(Point localization data)
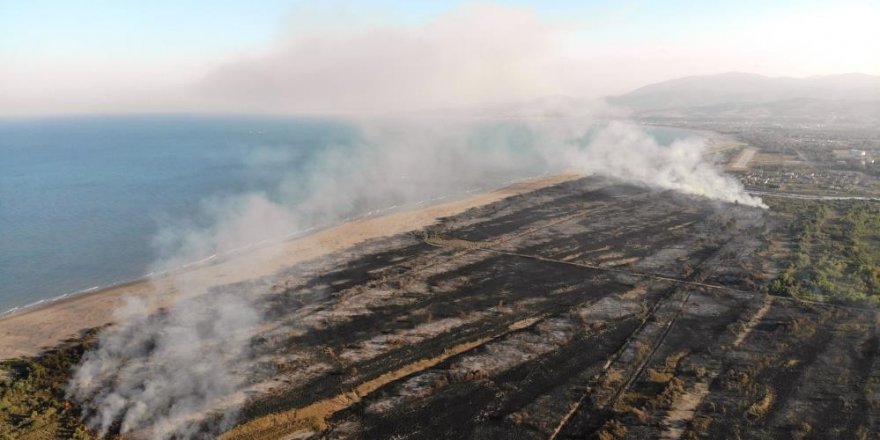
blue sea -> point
(82, 198)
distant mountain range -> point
(736, 89)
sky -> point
(289, 56)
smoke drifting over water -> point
(160, 374)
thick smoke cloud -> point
(158, 375)
(479, 55)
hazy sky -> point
(70, 56)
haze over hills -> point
(841, 100)
(737, 88)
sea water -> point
(82, 198)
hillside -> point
(745, 88)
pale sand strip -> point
(28, 332)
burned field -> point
(584, 310)
(589, 309)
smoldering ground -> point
(161, 375)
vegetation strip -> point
(314, 417)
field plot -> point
(589, 309)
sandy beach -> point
(31, 330)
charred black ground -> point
(591, 309)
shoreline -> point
(29, 330)
(244, 250)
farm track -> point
(585, 310)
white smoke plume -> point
(159, 375)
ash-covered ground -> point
(589, 309)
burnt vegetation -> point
(591, 309)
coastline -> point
(32, 329)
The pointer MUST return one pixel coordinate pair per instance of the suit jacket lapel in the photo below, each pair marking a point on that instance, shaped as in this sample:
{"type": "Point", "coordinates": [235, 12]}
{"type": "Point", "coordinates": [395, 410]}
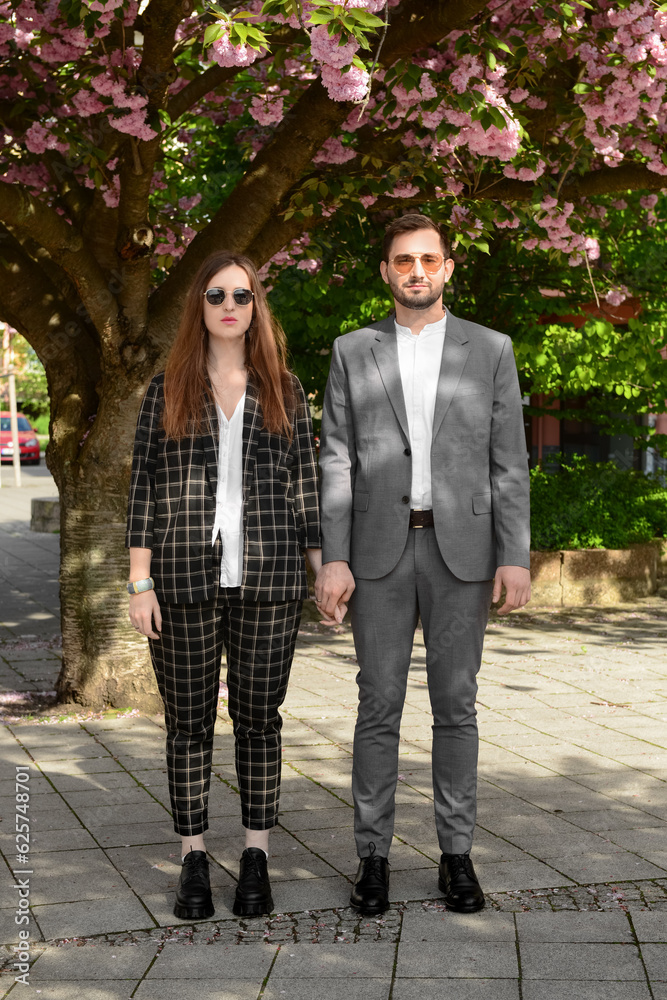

Problem:
Each of the entries above must be output exactly, with none of the pictures.

Task answer:
blue sea -> point
(82, 198)
distant mountain range -> point
(736, 89)
sky -> point
(289, 56)
smoke drifting over water -> point
(160, 374)
thick smoke cloud -> point
(158, 375)
(479, 55)
hazy sky -> point
(70, 56)
haze over hills -> point
(841, 100)
(737, 88)
sea water -> point
(82, 198)
hillside -> point
(745, 88)
pale sand strip -> point
(28, 332)
burned field -> point
(584, 310)
(589, 309)
smoldering ground -> point
(161, 375)
vegetation strip -> point
(314, 417)
field plot -> point
(589, 309)
sandy beach -> point
(31, 330)
charred black ground -> point
(591, 309)
shoreline -> point
(29, 330)
(244, 250)
farm track -> point
(585, 310)
white smoke plume -> point
(159, 375)
ash-covered ground -> point
(589, 309)
burnt vegetation -> point
(591, 309)
coastline -> point
(32, 329)
The pointer MUST return one pixel coordinate pair per instance of the suit jacket lapel in the photo below, each pair marking a point on that instance, shaped as in this sample:
{"type": "Point", "coordinates": [235, 12]}
{"type": "Point", "coordinates": [395, 410]}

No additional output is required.